%%

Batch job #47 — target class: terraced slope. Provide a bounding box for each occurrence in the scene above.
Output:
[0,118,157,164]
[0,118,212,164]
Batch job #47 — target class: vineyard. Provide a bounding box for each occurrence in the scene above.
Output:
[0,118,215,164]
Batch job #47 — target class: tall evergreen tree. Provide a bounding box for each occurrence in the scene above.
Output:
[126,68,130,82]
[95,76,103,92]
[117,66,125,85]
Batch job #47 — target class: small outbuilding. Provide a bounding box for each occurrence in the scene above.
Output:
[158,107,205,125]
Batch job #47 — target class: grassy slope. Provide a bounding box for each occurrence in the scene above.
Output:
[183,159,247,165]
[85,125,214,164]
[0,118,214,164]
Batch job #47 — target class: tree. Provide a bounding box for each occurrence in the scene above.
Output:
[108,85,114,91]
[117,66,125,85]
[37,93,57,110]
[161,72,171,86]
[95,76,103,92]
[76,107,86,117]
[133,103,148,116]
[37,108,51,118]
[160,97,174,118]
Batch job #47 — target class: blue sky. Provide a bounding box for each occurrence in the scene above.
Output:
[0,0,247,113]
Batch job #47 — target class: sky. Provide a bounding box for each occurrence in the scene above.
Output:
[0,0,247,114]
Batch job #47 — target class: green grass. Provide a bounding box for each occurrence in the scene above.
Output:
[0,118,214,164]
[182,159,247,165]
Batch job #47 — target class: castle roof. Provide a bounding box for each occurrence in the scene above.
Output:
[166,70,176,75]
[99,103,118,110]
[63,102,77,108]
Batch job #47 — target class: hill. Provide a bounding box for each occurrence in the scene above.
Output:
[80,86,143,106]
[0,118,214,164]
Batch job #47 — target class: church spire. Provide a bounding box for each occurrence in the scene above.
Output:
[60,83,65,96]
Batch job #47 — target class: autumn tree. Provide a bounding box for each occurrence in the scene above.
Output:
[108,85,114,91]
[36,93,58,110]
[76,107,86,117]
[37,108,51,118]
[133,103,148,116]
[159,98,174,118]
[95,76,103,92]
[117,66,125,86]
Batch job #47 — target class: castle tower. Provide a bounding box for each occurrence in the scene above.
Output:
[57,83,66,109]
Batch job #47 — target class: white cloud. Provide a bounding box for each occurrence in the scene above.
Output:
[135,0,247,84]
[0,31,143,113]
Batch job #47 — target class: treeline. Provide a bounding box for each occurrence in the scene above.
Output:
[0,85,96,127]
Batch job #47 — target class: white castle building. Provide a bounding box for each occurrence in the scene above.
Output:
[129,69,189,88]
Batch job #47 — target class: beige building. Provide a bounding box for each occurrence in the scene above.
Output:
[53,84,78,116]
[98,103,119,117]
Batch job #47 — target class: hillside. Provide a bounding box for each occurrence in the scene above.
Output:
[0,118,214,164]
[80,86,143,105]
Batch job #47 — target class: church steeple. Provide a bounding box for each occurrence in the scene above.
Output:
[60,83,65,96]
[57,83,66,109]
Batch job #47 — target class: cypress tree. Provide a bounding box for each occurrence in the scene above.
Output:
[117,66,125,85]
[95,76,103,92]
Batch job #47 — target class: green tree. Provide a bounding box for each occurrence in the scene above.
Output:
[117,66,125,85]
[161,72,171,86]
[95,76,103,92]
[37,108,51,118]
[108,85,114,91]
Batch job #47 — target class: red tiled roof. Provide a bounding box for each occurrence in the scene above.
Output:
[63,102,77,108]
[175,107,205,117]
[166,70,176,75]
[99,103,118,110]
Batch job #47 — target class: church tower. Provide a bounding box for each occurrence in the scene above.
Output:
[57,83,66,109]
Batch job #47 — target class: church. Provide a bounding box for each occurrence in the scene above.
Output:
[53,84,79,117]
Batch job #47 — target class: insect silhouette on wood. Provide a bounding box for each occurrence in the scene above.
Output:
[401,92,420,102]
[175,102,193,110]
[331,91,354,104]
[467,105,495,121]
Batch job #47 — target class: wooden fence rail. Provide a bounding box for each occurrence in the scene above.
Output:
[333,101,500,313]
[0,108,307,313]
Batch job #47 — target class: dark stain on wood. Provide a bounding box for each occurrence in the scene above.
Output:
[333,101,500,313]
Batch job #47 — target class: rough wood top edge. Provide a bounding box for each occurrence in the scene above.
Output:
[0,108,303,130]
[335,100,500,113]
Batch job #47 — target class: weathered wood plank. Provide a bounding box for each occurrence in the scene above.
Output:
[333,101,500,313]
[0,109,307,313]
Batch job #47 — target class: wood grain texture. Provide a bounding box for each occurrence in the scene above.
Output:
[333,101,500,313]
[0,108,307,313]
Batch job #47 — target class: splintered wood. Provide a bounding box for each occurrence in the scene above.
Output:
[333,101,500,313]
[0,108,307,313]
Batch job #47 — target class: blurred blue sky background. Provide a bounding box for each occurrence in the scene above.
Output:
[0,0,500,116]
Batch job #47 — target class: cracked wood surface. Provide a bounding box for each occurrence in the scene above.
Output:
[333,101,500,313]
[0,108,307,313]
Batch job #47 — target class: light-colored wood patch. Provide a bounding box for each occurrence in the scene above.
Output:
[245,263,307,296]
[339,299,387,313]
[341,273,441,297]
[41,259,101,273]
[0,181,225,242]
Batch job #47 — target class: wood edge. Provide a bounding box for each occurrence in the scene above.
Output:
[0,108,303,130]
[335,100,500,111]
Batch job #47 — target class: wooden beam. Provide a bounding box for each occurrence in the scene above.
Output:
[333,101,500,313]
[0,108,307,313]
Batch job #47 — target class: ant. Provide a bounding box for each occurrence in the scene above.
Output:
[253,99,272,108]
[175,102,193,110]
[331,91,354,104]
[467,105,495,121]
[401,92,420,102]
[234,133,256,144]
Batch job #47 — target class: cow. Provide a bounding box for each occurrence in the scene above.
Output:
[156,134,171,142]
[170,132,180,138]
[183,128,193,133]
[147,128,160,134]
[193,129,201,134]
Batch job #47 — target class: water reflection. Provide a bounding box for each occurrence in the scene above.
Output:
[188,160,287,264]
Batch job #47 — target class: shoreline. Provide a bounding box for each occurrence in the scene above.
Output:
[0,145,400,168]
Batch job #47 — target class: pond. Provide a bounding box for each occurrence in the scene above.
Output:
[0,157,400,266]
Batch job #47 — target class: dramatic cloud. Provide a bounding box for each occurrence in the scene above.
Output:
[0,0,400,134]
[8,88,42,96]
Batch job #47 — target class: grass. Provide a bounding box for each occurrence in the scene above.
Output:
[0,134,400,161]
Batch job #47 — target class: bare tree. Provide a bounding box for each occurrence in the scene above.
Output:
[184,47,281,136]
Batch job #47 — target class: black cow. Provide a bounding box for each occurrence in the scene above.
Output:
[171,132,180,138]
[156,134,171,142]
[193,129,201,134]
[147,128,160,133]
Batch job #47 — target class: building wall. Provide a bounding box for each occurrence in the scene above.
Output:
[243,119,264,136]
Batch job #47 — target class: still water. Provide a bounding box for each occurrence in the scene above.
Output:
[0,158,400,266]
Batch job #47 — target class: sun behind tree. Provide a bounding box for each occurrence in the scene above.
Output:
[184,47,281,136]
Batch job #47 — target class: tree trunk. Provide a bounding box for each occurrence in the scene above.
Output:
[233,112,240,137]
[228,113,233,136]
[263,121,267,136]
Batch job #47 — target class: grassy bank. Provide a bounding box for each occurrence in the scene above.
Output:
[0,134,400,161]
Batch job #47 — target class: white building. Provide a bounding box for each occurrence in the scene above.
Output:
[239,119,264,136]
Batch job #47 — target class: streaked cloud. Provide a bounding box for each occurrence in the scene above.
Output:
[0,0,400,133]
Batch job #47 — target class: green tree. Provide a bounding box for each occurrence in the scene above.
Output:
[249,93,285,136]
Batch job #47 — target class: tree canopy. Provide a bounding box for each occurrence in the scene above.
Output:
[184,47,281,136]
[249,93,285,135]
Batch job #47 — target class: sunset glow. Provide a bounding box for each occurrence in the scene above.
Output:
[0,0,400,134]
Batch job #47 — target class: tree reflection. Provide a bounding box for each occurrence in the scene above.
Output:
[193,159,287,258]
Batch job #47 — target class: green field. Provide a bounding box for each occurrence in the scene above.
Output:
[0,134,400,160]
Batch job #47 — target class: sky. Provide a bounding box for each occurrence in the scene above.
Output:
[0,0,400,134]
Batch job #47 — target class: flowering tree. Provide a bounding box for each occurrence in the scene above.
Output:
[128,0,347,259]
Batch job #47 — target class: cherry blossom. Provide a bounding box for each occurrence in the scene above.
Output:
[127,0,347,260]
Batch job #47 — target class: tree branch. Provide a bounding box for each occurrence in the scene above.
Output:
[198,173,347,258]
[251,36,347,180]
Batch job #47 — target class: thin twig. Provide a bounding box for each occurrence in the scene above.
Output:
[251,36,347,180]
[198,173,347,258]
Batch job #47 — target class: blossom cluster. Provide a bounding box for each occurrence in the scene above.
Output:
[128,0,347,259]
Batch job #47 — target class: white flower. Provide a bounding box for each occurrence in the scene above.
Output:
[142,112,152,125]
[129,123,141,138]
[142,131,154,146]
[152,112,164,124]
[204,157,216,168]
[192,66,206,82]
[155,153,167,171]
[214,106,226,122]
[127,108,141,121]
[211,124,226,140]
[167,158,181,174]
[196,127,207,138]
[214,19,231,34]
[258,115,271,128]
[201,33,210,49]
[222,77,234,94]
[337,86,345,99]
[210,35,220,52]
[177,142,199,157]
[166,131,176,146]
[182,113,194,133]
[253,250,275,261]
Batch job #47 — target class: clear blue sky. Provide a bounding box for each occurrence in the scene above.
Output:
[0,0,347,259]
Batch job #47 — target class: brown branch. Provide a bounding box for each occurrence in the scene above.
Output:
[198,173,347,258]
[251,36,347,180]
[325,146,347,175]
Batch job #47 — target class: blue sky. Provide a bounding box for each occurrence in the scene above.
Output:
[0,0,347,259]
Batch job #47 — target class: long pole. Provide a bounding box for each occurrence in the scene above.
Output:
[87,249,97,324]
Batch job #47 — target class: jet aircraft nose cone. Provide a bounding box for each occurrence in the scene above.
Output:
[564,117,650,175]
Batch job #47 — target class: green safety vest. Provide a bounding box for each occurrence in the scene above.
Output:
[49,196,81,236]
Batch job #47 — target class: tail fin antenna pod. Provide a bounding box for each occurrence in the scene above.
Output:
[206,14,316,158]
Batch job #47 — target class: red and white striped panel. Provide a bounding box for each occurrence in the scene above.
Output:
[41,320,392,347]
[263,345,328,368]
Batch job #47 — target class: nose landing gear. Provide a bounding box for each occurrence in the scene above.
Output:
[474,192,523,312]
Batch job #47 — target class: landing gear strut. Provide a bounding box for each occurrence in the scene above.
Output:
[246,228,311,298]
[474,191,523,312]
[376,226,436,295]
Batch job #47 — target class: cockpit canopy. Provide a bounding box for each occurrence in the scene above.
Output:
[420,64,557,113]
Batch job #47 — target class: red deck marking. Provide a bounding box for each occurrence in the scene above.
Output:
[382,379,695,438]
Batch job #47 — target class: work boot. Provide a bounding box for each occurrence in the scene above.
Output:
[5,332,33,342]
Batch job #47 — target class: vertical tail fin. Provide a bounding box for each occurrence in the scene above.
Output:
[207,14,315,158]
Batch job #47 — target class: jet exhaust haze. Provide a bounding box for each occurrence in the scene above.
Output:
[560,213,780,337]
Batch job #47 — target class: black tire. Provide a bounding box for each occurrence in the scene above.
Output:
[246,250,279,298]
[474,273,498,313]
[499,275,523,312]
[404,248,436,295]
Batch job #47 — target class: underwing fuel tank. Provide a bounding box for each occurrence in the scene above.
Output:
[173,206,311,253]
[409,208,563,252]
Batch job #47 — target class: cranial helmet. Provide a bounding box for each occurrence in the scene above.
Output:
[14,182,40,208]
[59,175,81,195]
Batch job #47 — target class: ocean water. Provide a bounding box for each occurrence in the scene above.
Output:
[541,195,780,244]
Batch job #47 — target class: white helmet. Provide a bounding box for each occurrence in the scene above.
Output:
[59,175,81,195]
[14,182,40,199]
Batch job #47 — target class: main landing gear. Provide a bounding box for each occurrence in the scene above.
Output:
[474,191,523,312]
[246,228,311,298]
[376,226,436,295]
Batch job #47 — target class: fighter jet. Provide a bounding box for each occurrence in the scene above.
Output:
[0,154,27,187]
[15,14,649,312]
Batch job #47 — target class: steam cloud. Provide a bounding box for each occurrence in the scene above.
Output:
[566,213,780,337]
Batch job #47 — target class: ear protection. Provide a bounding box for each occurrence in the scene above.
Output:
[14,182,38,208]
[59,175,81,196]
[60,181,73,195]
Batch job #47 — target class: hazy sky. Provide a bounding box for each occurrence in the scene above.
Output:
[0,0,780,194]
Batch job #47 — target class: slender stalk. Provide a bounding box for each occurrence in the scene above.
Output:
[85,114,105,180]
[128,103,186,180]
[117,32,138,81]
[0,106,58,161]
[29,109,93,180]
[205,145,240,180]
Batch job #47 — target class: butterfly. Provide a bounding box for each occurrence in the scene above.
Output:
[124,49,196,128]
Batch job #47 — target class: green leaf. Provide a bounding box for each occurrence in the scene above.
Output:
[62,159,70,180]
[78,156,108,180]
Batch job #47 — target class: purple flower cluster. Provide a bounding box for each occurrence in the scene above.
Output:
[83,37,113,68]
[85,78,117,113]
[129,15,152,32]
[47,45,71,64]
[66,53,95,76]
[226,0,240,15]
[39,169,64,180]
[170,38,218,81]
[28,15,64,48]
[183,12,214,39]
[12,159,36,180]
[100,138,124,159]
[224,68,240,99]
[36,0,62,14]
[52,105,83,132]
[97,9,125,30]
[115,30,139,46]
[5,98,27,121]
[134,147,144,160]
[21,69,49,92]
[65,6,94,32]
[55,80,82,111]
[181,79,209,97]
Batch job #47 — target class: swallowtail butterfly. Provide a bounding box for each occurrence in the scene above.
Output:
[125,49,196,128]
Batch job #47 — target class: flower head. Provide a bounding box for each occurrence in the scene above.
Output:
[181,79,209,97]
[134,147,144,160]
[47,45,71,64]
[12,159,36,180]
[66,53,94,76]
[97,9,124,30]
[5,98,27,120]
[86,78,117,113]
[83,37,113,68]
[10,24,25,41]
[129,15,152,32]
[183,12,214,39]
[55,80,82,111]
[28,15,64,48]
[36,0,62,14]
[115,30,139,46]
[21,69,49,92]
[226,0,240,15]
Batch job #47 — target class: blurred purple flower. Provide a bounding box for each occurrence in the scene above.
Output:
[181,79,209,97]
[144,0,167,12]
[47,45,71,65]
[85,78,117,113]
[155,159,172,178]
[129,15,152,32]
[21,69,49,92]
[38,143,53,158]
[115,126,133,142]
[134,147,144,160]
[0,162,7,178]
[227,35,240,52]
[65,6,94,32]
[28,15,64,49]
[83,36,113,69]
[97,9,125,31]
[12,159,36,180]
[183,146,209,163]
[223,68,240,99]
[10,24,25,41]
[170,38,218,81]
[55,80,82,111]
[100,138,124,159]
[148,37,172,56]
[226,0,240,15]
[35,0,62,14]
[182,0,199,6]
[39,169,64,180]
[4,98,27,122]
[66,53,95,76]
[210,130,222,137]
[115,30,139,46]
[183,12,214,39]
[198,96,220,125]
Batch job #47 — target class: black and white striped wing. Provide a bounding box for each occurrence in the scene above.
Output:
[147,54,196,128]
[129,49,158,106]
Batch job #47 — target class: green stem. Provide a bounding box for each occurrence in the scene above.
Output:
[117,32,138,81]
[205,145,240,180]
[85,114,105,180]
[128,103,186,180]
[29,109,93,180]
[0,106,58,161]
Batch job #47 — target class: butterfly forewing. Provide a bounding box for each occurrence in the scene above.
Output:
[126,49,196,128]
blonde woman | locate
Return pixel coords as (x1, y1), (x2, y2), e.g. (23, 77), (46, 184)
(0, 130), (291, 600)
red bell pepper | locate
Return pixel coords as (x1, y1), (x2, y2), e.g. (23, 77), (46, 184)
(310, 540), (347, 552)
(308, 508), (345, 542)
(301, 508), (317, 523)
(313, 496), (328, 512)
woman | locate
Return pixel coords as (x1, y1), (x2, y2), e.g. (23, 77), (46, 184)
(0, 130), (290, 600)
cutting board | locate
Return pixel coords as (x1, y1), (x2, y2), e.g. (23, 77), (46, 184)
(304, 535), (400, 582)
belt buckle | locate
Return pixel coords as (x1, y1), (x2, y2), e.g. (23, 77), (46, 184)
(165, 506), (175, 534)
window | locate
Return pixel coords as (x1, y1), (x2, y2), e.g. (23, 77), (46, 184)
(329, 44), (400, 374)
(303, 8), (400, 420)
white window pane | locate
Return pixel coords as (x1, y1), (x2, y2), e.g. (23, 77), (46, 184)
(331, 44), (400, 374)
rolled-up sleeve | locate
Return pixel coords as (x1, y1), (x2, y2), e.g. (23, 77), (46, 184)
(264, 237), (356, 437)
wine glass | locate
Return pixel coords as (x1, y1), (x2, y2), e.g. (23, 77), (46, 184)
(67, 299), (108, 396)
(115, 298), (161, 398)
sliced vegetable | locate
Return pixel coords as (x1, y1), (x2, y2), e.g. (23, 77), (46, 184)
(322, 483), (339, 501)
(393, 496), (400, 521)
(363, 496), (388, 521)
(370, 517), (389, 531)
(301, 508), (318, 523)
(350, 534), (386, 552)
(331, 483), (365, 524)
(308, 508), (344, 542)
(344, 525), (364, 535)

%%

Please reproduce the lines of the material starting at the one containing "Batch job #47 — target class: slender" and ending at the one containing "[125,49,196,128]", swapping "purple flower cluster" for "violet flower cluster" and leaving everything else unchanged.

Output below:
Batch job #47 — target class: slender stalk. Provide a bounding box for each occurrence in the scene above.
Output:
[85,114,105,180]
[128,103,186,180]
[117,32,138,81]
[0,106,58,161]
[29,109,93,180]
[205,145,240,180]
Batch job #47 — target class: butterfly. Provide a bounding box for each occurrence in the scene above.
Output:
[124,49,196,128]
Batch job #47 — target class: green leaf. Provide a bounding box for each occurrence in the scene above.
Output:
[62,159,70,180]
[78,156,108,180]
Batch job #47 — target class: violet flower cluster. Provide a bounding box for each occurrence in the scene above.
Output:
[83,37,113,68]
[85,78,117,113]
[129,15,152,32]
[47,45,71,64]
[66,53,95,76]
[226,0,240,15]
[39,169,64,180]
[170,38,218,81]
[28,15,64,48]
[183,12,214,39]
[12,159,36,180]
[100,138,124,159]
[224,68,240,99]
[36,0,62,14]
[52,105,83,132]
[97,9,125,30]
[115,30,139,46]
[5,98,27,121]
[134,147,144,160]
[21,69,49,92]
[65,6,94,32]
[55,80,82,111]
[181,79,209,97]
Batch job #47 — target class: swallowtail butterfly. Provide a bounding box for each occurrence in the scene above.
Output:
[125,49,196,128]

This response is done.